[Problem to work on]
Your task is to transcribe the data in full.

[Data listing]
☆ ☆ ☆
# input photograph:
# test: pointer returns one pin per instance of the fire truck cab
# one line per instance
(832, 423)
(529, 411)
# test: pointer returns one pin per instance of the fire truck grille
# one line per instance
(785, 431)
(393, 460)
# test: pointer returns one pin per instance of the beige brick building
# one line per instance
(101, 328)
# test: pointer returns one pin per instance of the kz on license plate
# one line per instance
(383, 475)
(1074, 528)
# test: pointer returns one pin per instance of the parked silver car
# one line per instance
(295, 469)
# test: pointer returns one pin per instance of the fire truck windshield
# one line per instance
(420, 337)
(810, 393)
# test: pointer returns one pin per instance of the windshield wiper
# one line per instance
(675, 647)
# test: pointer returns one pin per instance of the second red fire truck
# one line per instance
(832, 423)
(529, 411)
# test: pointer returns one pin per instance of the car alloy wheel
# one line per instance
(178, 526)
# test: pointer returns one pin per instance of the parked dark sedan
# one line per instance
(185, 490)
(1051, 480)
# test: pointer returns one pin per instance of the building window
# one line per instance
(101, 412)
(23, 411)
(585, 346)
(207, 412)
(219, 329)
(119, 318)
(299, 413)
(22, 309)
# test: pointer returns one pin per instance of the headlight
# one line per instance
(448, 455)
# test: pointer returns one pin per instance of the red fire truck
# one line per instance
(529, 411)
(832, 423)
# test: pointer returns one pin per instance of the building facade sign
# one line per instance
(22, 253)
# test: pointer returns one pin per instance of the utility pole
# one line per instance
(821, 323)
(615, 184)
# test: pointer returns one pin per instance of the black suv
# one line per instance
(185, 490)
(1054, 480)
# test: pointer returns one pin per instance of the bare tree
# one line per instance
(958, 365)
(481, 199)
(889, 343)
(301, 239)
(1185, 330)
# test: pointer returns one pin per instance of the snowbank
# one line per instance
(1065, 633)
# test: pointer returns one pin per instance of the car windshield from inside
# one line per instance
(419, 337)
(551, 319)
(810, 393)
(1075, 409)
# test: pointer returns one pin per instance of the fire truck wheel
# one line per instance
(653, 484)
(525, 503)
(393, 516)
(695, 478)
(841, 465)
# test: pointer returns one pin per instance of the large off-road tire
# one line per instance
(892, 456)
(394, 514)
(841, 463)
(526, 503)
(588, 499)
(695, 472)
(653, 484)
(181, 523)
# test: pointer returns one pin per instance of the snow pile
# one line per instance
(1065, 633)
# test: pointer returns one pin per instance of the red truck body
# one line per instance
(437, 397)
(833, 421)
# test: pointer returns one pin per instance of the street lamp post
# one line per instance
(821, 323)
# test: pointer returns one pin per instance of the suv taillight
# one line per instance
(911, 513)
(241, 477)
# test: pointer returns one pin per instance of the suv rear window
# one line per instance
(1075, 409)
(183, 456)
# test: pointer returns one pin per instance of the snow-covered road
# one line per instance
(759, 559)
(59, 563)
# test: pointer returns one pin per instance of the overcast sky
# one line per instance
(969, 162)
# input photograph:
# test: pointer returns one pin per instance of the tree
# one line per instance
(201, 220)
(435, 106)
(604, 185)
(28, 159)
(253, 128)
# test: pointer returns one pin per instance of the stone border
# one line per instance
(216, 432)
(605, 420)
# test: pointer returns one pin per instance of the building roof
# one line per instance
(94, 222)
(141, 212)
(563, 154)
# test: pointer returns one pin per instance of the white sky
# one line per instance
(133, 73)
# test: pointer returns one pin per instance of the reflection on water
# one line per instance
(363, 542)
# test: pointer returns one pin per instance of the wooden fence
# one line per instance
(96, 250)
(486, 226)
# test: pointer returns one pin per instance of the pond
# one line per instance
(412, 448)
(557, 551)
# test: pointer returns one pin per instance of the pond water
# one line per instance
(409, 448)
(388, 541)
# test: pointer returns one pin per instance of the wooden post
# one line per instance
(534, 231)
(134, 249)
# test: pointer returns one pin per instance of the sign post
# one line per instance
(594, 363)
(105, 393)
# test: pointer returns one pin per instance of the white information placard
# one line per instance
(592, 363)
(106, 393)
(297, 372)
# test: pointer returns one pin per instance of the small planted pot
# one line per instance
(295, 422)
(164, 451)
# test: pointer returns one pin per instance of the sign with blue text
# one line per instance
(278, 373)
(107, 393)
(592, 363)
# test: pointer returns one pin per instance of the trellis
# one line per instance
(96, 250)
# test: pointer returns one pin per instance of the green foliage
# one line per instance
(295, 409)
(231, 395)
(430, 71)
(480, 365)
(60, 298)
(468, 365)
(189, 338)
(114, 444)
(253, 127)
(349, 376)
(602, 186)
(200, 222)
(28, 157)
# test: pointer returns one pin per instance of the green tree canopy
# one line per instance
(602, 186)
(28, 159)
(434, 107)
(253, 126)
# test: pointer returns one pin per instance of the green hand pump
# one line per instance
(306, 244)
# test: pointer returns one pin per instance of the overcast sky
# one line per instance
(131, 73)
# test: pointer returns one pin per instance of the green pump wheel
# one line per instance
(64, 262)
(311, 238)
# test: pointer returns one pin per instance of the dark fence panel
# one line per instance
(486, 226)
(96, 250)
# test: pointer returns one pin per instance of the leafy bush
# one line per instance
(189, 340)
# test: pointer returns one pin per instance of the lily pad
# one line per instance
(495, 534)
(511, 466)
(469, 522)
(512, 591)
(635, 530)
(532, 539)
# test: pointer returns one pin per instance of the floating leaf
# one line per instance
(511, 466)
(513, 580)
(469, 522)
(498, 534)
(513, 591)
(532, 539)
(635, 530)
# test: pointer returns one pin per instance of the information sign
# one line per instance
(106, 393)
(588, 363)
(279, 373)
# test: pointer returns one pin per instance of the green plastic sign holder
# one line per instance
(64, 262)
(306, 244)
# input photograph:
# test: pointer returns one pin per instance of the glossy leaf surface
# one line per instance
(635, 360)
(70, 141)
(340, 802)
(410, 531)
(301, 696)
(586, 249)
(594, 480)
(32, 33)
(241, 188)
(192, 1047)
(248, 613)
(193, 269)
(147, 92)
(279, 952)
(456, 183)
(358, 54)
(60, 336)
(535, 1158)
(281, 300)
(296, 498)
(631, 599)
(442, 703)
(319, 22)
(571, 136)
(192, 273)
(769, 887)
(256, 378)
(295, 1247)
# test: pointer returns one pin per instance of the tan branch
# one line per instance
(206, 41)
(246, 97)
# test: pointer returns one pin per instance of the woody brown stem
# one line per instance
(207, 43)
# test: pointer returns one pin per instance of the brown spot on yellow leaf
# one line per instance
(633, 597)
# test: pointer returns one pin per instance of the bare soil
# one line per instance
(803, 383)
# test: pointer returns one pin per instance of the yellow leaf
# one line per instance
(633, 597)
☆ ☆ ☆
[Final result]
# input photograph:
# test: pointer returns one pin per instance of the fire truck cab
# one line per instance
(832, 423)
(529, 411)
# test: pointer returns one pin per instance of the fire truck grille
# one line per instance
(785, 431)
(393, 460)
# test: pointer returns one pin per instance of the beige brick building
# one line per instance
(101, 328)
# test: pointer returns one pin per instance of the kz on license plate
# one line per instance
(383, 475)
(1074, 528)
# test: pointer returns one pin per instance of the parked silver car
# one line per instance
(295, 469)
# test: pointer returns one pin per instance of the fire truck windshield
# one line per instance
(420, 337)
(810, 393)
# test: pointer returns one pin per instance of the windshield wiper
# one line per instance
(675, 647)
# test: pointer returns one pin per instance of the second red fire truck
# one line per instance
(832, 423)
(529, 411)
# test: pointer returns one pin per instance of the car alloy wheel
# one line per instance
(178, 526)
# test: pointer returns one pin per instance of the parked dark sedan
# one line per instance
(185, 490)
(1051, 480)
# test: pointer returns one pin per instance of the building window
# one line per instance
(101, 412)
(23, 411)
(585, 346)
(207, 412)
(219, 329)
(119, 318)
(299, 413)
(22, 309)
# test: pointer returns one pin per instance of the headlight
# one line per instance
(448, 455)
# test: pointer returns one pin per instance of the red fire truck
# one line per instance
(529, 411)
(832, 423)
# test: pointer returns one pin per instance of the building facade sign
# one line per instance
(22, 253)
# test: pointer returns one pin per instance of the utility pole
# one line per instance
(821, 323)
(615, 184)
# test: pointer returns one pin per instance of the black suv
# one line per instance
(185, 490)
(1054, 480)
# test: pointer returns one pin per instance of the bare tree
# one line per instance
(958, 365)
(481, 199)
(889, 343)
(301, 239)
(1185, 330)
# test: pointer returns one pin per instance of the snowbank
# one line per instance
(1065, 633)
# test: pointer returns one pin per instance of the car windshield from inside
# one line per instance
(419, 337)
(551, 319)
(810, 393)
(1075, 409)
# test: pointer returns one pin per instance of the fire truck wheel
# one line per instance
(653, 484)
(525, 503)
(393, 516)
(695, 478)
(841, 465)
# test: pointer returns one pin per instance of the large off-road tire
# one line per instance
(892, 456)
(394, 514)
(841, 463)
(526, 503)
(588, 499)
(695, 472)
(653, 484)
(181, 523)
# test: pointer returns one pin per instance of the snow pile
# one line per instance
(1065, 633)
# test: pointer returns one pin per instance of the red truck body
# one line per instance
(437, 397)
(833, 421)
# test: pointer returns one pin per instance of the street lamp post
# one line per instance
(821, 323)
# test: pointer returns one pin per instance of the suv taillight
# one line per instance
(911, 513)
(241, 477)
# test: pointer returns one pin per instance of the suv rear window
# one line per instance
(1075, 409)
(183, 456)
# test: pointer returns one pin per instance of the snow-covered road
# one line per instance
(759, 559)
(59, 563)
# test: pointer returns one pin per instance of the overcast sky
# one line per instance
(969, 162)
# input photograph:
# test: pointer returns one pin per instance of the tree
# one line per instance
(201, 220)
(435, 106)
(604, 185)
(28, 159)
(253, 128)
# test: pointer returns one pin per instance of the stone border
# one line per instance
(216, 432)
(605, 420)
# test: pointer returns one pin per instance of the building roof
# one line per instance
(94, 222)
(141, 212)
(563, 154)
# test: pointer returns one pin per instance of the white sky
# one line per instance
(133, 73)
# test: pointer returns one pin per instance of the reflection on water
# one line per instance
(363, 542)
# test: pointer returns one pin per instance of the wooden fence
# one line per instance
(96, 250)
(486, 226)
# test: pointer returns one pin per instance of the pond
# one line per instance
(412, 448)
(557, 551)
# test: pointer returns one pin per instance of the pond water
# one line per instance
(409, 448)
(388, 541)
# test: pointer returns one pin per instance of the wooden post
# one line per instance
(534, 231)
(134, 249)
# test: pointer returns one pin per instance of the sign post
# one line per instance
(594, 363)
(105, 393)
# test: pointer returns one pin per instance of the white information placard
# one line per instance
(592, 363)
(106, 393)
(297, 372)
# test: pointer returns one pin per instance of the small planted pot
# one line per instance
(295, 422)
(164, 451)
# test: pointer returns one pin per instance of the sign with blue text
# one line per instance
(278, 373)
(107, 393)
(592, 363)
# test: pointer returns one pin per instance of the trellis
# one line per instance
(96, 250)
# test: pointer returns one pin per instance of the green foliage
# one line per instance
(295, 409)
(231, 395)
(430, 71)
(480, 365)
(60, 298)
(468, 365)
(189, 338)
(114, 444)
(253, 127)
(349, 376)
(602, 186)
(200, 222)
(28, 157)
# test: pointer returns one pin per instance of the green tree canopy
# one line per instance
(602, 186)
(28, 159)
(434, 107)
(253, 126)
# test: pointer returns one pin per instance of the green hand pump
# one line per instance
(306, 244)
# test: pointer returns one pin per instance of the overcast sky
# one line per instance
(131, 73)
# test: pointer returns one pin per instance of the green pump wheel
# one line per instance
(64, 262)
(311, 238)
# test: pointer returns one pin per instance of the dark fence panel
# one line per instance
(486, 226)
(96, 250)
# test: pointer returns one pin per instance of the leafy bush
# one line per instance
(189, 340)
# test: pointer returns one pin per instance of the lily pad
# one line per instance
(495, 534)
(511, 466)
(469, 522)
(512, 591)
(635, 530)
(532, 539)
# test: pointer returns one pin per instance of the floating leaf
# one line per instance
(511, 466)
(513, 580)
(469, 522)
(498, 534)
(513, 591)
(532, 539)
(635, 530)
# test: pointer returns one pin per instance of the information sign
# one line per instance
(106, 393)
(588, 363)
(279, 373)
# test: pointer returns one pin per instance of the green plastic sign holder
# one line per instance
(64, 262)
(306, 244)
# input photograph:
# test: pointer returns one pin per instance of the glossy leaf surface
# one line per instance
(635, 360)
(70, 141)
(340, 802)
(410, 531)
(301, 696)
(586, 249)
(594, 480)
(32, 33)
(241, 188)
(192, 1047)
(248, 613)
(193, 269)
(147, 92)
(279, 952)
(456, 183)
(358, 54)
(60, 336)
(535, 1158)
(281, 300)
(296, 498)
(631, 599)
(442, 703)
(319, 22)
(571, 136)
(192, 273)
(769, 887)
(256, 378)
(295, 1247)
# test: pointer returns one pin per instance of the tan branch
# one line per instance
(206, 41)
(246, 97)
# test: pointer returns one pin per instance of the woody brown stem
# one line per instance
(207, 43)
# test: pointer returns one pin per instance of the brown spot on yellow leaf
# one line per instance
(633, 597)
# test: pointer returns one pin per instance of the bare soil
# one line per instance
(803, 383)
# test: pointer returns one pin per instance of the yellow leaf
# one line per instance
(633, 597)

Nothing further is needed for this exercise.